What you are asked to do:
Continue the mailing-list reply below about the Linux kernel's impact on PostgreSQL performance, starting after its last line.

Document section:
Re: Linux kernel impact on PostgreSQL performance

From: Josh Berkus <josh(at)agliodbs(dot)com>
To: Mel Gorman <mgorman(at)suse(dot)de>, Robert Haas <robertmhaas(at)gmail(dot)com>
Cc: Kevin Grittner <kgrittn(at)ymail(dot)com>, "pgsql-hackers(at)postgresql(dot)org" <pgsql-hackers(at)postgresql(dot)org>, Joshua Drake <jd(at)commandprompt(dot)com>, Tom Lane <tgl(at)sss(dot)pgh(dot)pa(dot)us>, Magnus Hagander <magnus(at)hagander(dot)net>, "lsf-pc(at)lists(dot)linux-foundation(dot)org" <lsf-pc(at)lists(dot)linux-foundation(dot)org>
Subject: Re: Linux kernel impact on PostgreSQL performance
Date: 2014-01-13 23:24:38
Message-ID: 52D475B6.3020305@agliodbs.com
Views: Raw Message | Whole Thread | Download mbox | Resend email
Thread:
Lists: pgsql-hackers

On 01/13/2014 02:26 PM, Mel Gorman wrote:
> Really?

Dataset extract:
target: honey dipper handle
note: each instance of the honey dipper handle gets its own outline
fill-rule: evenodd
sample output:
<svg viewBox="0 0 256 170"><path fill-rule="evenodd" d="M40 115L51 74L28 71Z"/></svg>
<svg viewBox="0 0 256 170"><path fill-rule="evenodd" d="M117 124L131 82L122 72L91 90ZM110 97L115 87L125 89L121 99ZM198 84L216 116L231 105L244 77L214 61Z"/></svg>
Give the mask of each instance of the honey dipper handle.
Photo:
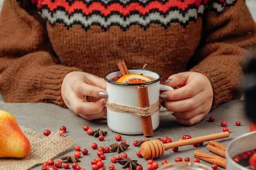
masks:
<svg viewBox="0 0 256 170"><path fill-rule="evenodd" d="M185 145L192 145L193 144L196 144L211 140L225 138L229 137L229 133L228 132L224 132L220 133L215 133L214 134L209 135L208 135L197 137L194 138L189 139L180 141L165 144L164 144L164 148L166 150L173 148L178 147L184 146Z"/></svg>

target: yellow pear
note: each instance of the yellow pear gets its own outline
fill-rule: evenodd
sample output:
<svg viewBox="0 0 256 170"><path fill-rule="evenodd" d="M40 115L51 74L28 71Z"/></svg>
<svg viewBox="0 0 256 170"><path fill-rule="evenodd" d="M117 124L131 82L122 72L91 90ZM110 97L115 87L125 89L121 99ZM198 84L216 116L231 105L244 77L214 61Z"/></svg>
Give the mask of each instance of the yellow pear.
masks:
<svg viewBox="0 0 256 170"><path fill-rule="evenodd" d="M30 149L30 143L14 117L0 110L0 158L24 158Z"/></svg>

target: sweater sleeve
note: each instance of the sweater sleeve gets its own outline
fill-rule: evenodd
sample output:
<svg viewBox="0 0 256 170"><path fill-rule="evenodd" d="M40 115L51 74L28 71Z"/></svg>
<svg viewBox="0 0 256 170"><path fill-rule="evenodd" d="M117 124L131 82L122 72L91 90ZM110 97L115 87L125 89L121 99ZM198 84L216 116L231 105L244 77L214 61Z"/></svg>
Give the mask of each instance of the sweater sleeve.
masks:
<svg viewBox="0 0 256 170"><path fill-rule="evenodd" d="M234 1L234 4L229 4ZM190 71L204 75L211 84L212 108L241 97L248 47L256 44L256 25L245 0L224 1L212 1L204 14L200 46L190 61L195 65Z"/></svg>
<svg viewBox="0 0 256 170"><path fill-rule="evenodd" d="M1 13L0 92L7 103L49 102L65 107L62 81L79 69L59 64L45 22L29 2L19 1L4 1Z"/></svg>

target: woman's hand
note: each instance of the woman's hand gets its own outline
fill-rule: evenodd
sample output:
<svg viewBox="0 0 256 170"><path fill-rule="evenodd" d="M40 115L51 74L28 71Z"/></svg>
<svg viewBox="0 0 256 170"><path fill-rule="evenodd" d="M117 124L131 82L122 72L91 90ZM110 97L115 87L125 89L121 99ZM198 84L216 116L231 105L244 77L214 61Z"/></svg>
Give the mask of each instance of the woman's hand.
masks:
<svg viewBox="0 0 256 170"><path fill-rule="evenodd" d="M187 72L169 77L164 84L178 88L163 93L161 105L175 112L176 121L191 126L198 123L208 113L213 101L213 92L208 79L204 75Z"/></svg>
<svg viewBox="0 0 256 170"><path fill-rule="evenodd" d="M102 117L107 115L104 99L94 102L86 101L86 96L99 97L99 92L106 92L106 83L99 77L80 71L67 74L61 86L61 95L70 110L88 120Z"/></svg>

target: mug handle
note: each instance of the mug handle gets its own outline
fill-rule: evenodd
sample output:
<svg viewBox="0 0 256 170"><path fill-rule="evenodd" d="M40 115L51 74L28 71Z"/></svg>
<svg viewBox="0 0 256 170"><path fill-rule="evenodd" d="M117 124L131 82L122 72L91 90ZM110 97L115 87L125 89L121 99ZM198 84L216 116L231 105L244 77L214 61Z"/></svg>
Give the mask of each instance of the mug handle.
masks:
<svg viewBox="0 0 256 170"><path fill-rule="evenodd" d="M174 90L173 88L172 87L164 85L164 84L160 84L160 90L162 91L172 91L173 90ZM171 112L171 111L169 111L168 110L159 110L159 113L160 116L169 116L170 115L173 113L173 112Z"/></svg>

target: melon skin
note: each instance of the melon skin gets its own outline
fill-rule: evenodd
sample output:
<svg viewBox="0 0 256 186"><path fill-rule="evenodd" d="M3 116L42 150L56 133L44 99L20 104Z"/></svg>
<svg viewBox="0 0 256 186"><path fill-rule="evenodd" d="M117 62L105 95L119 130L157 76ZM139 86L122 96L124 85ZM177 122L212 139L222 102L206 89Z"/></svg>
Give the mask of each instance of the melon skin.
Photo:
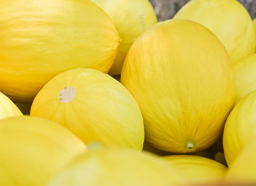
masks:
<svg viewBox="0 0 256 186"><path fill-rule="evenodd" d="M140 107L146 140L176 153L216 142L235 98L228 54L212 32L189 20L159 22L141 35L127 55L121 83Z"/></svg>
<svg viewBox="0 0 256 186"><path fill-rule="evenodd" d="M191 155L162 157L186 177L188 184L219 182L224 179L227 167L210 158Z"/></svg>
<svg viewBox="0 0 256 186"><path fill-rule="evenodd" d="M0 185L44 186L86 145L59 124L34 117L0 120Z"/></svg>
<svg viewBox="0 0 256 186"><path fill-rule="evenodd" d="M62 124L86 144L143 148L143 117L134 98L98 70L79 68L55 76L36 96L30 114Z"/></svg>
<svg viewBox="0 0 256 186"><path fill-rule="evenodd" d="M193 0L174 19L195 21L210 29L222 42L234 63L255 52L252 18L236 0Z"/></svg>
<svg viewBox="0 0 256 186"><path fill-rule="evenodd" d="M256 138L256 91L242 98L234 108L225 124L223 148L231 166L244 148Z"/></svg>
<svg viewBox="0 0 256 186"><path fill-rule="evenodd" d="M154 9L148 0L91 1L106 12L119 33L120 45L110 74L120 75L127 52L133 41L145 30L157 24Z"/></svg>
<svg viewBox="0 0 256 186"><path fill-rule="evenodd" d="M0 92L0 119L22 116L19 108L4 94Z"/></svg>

Task answer:
>
> zone_reclaim_mode is often a complete disaster unless the workload is
> partitioned to fit within NUMA nodes. On older kernels enabling it would
> sometimes cause massive stalls. I'm actually very surprised to hear it
> fixes anything and would be interested in hearing more about what sort
> of circumstnaces would convince you to enable that thing.

So the problem with the default setting is that it pretty much isolates
all FS cache for PostgreSQL to whichever socket the postmaster is
running on, and makes the other FS cache unavailable. This means that,
for example, if you have two memory banks, then only one of them is
available for PostgreSQL filesystem caching ... essentially cutting your
available cache in half.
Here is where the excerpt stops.